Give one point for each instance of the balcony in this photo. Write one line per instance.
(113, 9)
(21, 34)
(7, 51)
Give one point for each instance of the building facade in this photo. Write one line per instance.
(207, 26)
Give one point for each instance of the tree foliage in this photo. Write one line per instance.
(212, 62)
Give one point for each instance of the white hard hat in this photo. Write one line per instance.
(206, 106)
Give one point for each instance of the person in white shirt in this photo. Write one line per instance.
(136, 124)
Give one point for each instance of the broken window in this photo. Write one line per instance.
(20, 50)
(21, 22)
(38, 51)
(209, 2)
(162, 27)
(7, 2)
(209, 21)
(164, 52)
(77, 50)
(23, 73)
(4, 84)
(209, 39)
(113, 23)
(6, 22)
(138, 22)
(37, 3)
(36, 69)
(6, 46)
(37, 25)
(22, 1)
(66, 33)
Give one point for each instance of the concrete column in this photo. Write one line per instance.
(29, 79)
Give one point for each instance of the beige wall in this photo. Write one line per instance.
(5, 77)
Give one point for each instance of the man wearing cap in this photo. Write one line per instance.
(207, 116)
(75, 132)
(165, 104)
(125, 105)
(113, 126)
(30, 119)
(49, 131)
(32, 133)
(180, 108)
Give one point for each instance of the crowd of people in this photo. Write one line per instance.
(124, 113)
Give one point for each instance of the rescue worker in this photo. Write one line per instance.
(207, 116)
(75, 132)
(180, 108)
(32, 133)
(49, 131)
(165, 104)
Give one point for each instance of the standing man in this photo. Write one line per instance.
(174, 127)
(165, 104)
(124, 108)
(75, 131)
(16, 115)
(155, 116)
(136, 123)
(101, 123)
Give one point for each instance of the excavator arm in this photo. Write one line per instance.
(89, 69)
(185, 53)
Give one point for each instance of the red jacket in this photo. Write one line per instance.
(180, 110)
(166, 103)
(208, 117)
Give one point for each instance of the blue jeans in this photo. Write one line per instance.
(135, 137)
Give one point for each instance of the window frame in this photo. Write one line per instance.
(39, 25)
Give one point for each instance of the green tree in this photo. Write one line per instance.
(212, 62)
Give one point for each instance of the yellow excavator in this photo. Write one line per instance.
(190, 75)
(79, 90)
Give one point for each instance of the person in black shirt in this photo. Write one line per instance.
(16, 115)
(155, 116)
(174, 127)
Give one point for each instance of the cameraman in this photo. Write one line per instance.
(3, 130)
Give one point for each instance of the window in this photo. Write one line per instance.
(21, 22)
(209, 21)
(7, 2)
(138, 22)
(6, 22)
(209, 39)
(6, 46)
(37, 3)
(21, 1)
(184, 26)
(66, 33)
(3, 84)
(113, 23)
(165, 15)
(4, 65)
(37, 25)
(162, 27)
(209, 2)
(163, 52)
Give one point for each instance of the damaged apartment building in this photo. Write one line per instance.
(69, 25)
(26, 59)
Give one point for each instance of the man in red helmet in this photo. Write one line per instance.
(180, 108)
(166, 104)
=-=-=-=-=
→ Problem
Set down the data exactly.

→ Completed task
Give one point for each instance of the balcony in this photo. Write one line per instance.
(113, 9)
(21, 34)
(7, 51)
Give one point for each instance of the building facade in this photo. Write one line per instance.
(207, 26)
Give one point for each instance of the tree foliage in this photo. Write one line per instance.
(212, 62)
Give one point for each instance of the white hard hat in this photo. Write one line per instance.
(206, 106)
Give one point for each instance of the person in white shirt in this photo. Write one line per instance.
(136, 124)
Give one point for each instance of the broken window in this photo. Write one line per instance.
(20, 50)
(21, 22)
(38, 51)
(209, 2)
(162, 27)
(7, 2)
(209, 21)
(164, 52)
(77, 50)
(23, 73)
(4, 84)
(209, 39)
(113, 23)
(6, 22)
(138, 22)
(37, 3)
(36, 69)
(6, 46)
(37, 25)
(22, 1)
(66, 33)
Give one point for each instance of the concrete column in this photo. Write one line per instance.
(29, 79)
Give one point for each instance of the beige wall in this photo. Write one line per instance.
(5, 77)
Give one point for each instance of the man wearing cap in this photo. Write one line per instance.
(207, 116)
(75, 132)
(165, 104)
(125, 105)
(113, 126)
(30, 119)
(49, 131)
(32, 133)
(180, 108)
Give one point for each instance of the crowd of people in this photo. Write one line per instance.
(124, 113)
Give one point for each instance of the rescue worker in this photo. Write one line per instance.
(207, 116)
(75, 132)
(180, 108)
(32, 133)
(49, 131)
(165, 104)
Give one point for each instance of the standing man in this photo. Write one line per instance.
(174, 127)
(165, 104)
(124, 108)
(75, 131)
(16, 115)
(155, 116)
(136, 123)
(101, 123)
Give one point for each instance of the excavator arm in this photo. Write one line per instance.
(89, 69)
(185, 53)
Give one point for each instance of the red jacket in this photo. Write one line per instance.
(180, 110)
(166, 103)
(208, 117)
Give one point for each instance of the blue jeans in this photo. Write one line per instance.
(135, 137)
Give one point for each instance of the window frame in this photo. Write one line per instance.
(39, 25)
Give one point for each instance of the green tree in this photo. Write one line per instance.
(212, 62)
Give one point for each instance of the yellow excavator in this photo. Write one line per instance.
(190, 75)
(79, 90)
Give one point for each instance of the person in black shirt in this photo. Write one line per instance.
(16, 115)
(155, 116)
(174, 127)
Give one point for each instance of the cameraman in this photo. Write one line per instance.
(3, 130)
Give one point for each instance of the window in this photo. Write one line per instance.
(21, 22)
(209, 21)
(7, 2)
(138, 22)
(6, 22)
(209, 39)
(6, 46)
(37, 3)
(21, 1)
(184, 26)
(66, 33)
(3, 84)
(113, 23)
(165, 15)
(4, 65)
(37, 25)
(162, 27)
(209, 2)
(163, 52)
Give one point for each instance of the damaged apartment building in this photo. Write one line per instance.
(69, 25)
(26, 59)
Give one point for each instance of the man in red helmet in this photo. Write one line per instance.
(180, 108)
(166, 104)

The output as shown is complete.